Aim:
Your task is to give the data again, exactly, with every line intact.
------ Input material
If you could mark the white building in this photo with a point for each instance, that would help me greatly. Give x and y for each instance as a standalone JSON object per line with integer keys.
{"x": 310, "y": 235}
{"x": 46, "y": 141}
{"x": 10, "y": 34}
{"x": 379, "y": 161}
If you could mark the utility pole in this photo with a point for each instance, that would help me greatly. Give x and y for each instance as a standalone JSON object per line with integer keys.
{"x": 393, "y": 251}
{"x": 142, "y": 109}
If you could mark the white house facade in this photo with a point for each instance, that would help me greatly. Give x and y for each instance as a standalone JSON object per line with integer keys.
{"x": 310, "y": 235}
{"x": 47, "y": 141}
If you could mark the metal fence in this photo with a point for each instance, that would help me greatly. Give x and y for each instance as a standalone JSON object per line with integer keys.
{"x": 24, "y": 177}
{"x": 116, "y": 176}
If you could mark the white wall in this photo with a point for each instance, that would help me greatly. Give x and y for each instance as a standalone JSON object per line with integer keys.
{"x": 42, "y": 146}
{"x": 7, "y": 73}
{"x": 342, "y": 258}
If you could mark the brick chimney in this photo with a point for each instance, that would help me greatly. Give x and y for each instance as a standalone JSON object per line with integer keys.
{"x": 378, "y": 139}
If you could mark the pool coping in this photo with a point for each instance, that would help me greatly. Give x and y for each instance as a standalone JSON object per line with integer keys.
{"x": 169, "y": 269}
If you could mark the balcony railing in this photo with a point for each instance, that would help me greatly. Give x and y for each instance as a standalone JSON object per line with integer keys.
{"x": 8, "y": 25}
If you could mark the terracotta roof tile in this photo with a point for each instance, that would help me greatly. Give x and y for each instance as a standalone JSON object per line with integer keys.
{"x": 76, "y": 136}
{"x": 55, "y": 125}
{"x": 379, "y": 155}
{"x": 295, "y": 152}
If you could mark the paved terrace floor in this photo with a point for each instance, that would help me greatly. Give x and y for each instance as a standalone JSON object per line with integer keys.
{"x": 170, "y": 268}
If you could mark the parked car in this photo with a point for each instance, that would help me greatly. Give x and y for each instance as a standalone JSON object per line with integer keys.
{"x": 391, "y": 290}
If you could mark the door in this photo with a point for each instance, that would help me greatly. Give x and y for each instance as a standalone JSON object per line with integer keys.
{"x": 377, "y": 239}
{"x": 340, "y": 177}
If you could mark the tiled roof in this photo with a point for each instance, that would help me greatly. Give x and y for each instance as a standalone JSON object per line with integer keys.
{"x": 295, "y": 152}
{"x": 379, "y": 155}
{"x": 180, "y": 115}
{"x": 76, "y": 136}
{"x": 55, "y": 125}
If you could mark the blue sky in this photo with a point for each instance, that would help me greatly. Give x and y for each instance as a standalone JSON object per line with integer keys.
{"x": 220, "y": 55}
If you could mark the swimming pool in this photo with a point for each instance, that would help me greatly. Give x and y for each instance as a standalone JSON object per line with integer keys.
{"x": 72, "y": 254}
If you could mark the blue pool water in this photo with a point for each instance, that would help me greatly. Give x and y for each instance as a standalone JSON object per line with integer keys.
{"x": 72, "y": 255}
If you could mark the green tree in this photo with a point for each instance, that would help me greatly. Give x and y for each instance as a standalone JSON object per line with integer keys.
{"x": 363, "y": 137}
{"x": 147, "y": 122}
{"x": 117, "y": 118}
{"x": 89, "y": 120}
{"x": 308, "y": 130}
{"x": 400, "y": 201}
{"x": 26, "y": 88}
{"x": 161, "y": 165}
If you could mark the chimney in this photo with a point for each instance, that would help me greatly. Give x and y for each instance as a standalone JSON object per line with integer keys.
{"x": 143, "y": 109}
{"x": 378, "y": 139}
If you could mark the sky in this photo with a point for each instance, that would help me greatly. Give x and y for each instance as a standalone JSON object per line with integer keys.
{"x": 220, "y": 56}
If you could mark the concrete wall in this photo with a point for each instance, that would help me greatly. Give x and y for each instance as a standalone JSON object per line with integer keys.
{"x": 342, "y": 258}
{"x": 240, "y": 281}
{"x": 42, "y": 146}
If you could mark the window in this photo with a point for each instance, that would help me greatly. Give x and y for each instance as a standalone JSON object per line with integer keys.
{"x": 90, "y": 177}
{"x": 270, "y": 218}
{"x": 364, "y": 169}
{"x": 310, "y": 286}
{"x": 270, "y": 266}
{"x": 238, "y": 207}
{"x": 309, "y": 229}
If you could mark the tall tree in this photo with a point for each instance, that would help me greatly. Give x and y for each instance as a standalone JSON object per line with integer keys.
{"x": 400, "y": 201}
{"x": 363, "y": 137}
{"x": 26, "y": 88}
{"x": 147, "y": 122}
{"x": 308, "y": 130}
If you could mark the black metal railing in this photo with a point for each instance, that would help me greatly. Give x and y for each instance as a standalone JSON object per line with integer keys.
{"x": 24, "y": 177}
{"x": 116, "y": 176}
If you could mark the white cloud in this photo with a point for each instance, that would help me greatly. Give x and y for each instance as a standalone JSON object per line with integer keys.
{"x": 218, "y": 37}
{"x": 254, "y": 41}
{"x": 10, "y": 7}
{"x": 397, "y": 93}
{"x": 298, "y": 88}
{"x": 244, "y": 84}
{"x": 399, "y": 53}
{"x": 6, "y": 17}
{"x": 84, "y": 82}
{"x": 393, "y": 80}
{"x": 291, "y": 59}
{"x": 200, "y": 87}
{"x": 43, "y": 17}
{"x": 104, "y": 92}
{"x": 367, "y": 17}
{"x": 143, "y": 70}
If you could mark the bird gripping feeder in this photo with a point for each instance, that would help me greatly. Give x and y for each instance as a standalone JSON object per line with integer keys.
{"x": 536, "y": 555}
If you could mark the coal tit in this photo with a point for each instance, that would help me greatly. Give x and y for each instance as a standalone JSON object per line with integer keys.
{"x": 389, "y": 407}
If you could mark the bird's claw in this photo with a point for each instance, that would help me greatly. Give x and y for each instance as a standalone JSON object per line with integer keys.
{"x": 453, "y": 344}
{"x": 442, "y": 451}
------------
Task output:
If you could mark the white building in this photo with a point for each instance, that would help me greatly. Give x and y for each instance as a standalone JSON object per line with integer keys.
{"x": 310, "y": 235}
{"x": 46, "y": 141}
{"x": 10, "y": 34}
{"x": 379, "y": 161}
If you could mark the utility pole in this photo with a point for each instance, that would help me greatly. Give x and y for each instance as a standalone JSON object per line with integer keys.
{"x": 393, "y": 251}
{"x": 142, "y": 109}
If you could mark the white house facade in this photo with a point for each instance, that would help me greatly. Give x and y for each instance as a standalone JSON object per line with integer keys.
{"x": 310, "y": 235}
{"x": 47, "y": 141}
If you could mark the metal fence in this photo with a point for each instance, that would help me greatly. Give x and y for each instance as a standalone JSON object per line with integer keys.
{"x": 24, "y": 177}
{"x": 116, "y": 176}
If you could mark the white wall in this photo with a point for each instance, that would help me greatly. Give x and y for each instance as a standalone JSON object per line with integer keys.
{"x": 42, "y": 146}
{"x": 7, "y": 73}
{"x": 342, "y": 258}
If you could mark the brick chimney in this photo with a point for each instance, that would help me greatly. Give x and y for each instance as a standalone JSON object per line with integer keys.
{"x": 378, "y": 139}
If you could mark the pool coping in this photo with a point for each instance, that would help me greatly. Give x and y for each instance as a standalone JSON object per line with integer keys.
{"x": 169, "y": 269}
If you could mark the balcony railing in this photo with a point for each instance, that would help me greatly. Give x and y for each instance as a standalone JSON object per line with integer keys.
{"x": 8, "y": 25}
If you could mark the terracotta roof tile in this photo with a point for each instance, that would help me greatly. Give x and y for each instance as a standalone JSON object per line with integer keys.
{"x": 76, "y": 136}
{"x": 55, "y": 125}
{"x": 379, "y": 155}
{"x": 295, "y": 152}
If you could mark the paved terrace floor in this photo with a point for each instance, that would help me greatly. Give x and y for each instance as a standalone JSON object per line with integer keys.
{"x": 170, "y": 268}
If you could mark the parked car in this photo with a point for each instance, that would help me greatly. Give x and y for each instance as a standalone JSON object per line with integer keys.
{"x": 391, "y": 290}
If you could mark the door in this photo with a point for each instance, that would help me greatly. Give x and y for each instance as a standalone JSON object per line with integer keys.
{"x": 377, "y": 239}
{"x": 340, "y": 177}
If you could mark the tiled roof in this photo with a point for each instance, that would help me greatly. Give x and y for each instance as a standalone JSON object per line with integer keys.
{"x": 295, "y": 152}
{"x": 379, "y": 155}
{"x": 180, "y": 115}
{"x": 76, "y": 136}
{"x": 55, "y": 125}
If you could mark the blue sky in this photo with a point for each instance, that would help me greatly. Give x and y for each instance as a standalone JSON object per line with integer keys.
{"x": 220, "y": 55}
If you could mark the swimming pool in this photo with a point for each instance, that would help me greatly. Give x and y for each instance as a standalone JSON object per line with integer keys.
{"x": 72, "y": 254}
If you could mark the blue pool water in this photo with a point for each instance, that would help me greatly. Give x and y for each instance as a standalone JSON object per line with integer keys.
{"x": 72, "y": 255}
If you could mark the green tree in this photo with a point for each instance, that would help me greatly. Give x and y for each instance as a standalone JSON object per line with integer keys.
{"x": 363, "y": 137}
{"x": 147, "y": 122}
{"x": 117, "y": 118}
{"x": 89, "y": 120}
{"x": 308, "y": 130}
{"x": 400, "y": 201}
{"x": 26, "y": 88}
{"x": 161, "y": 165}
If you could mark the chimney in this photo with a point for each instance, that would help me greatly. Give x and y for each instance as a standalone JSON object per line with integer keys.
{"x": 143, "y": 109}
{"x": 378, "y": 139}
If you could mark the sky in this photo with a point for each instance, that would help me greatly. Give x and y for each instance as a standalone JSON object per line with integer keys.
{"x": 220, "y": 56}
If you could mark the concrete wall in this photo with a point for each instance, that would help me greatly. Give x and y for each instance as a standalone JSON object per line with integer keys.
{"x": 342, "y": 258}
{"x": 240, "y": 281}
{"x": 42, "y": 146}
If you could mark the window in this photo with a point for each instance, that would help me greatly. Give x and y for each instance as a standalone JSON object per line with integer keys.
{"x": 90, "y": 177}
{"x": 270, "y": 218}
{"x": 364, "y": 169}
{"x": 310, "y": 286}
{"x": 270, "y": 266}
{"x": 238, "y": 207}
{"x": 309, "y": 229}
If you could mark the tall tree in this photo with a point for each instance, that would help me greatly. Give x and y for each instance as a standalone JSON object per line with integer keys.
{"x": 400, "y": 201}
{"x": 363, "y": 137}
{"x": 26, "y": 88}
{"x": 147, "y": 122}
{"x": 308, "y": 130}
If you could mark the black metal railing in this photo with a point for each instance, that would help me greatly. Give x and y for each instance as a standalone JSON object per line with integer keys.
{"x": 24, "y": 177}
{"x": 116, "y": 176}
If you could mark the white cloud in this photo with a point for each instance, that would help me greatly. Give x and y for each instance as a standalone JSON object per line with integer keys.
{"x": 218, "y": 37}
{"x": 254, "y": 41}
{"x": 10, "y": 7}
{"x": 397, "y": 93}
{"x": 298, "y": 88}
{"x": 244, "y": 84}
{"x": 399, "y": 53}
{"x": 6, "y": 17}
{"x": 84, "y": 82}
{"x": 393, "y": 80}
{"x": 291, "y": 59}
{"x": 200, "y": 87}
{"x": 43, "y": 17}
{"x": 104, "y": 92}
{"x": 367, "y": 17}
{"x": 143, "y": 70}
If you could mark the bird gripping feeder in this photo with a point for each instance, that would help me greatly. Give x and y for each instance as a standalone JSON object per line with integer keys.
{"x": 536, "y": 555}
If you could mark the coal tit in this photo with a point for each instance, that would help me greatly. Give x and y for each instance as a standalone JSON object per line with integer keys.
{"x": 389, "y": 407}
If you could mark the bird's claw in this photo with a point for each instance, that would help me greatly. Give x and y for each instance as a standalone JSON object per line with integer keys.
{"x": 453, "y": 344}
{"x": 442, "y": 451}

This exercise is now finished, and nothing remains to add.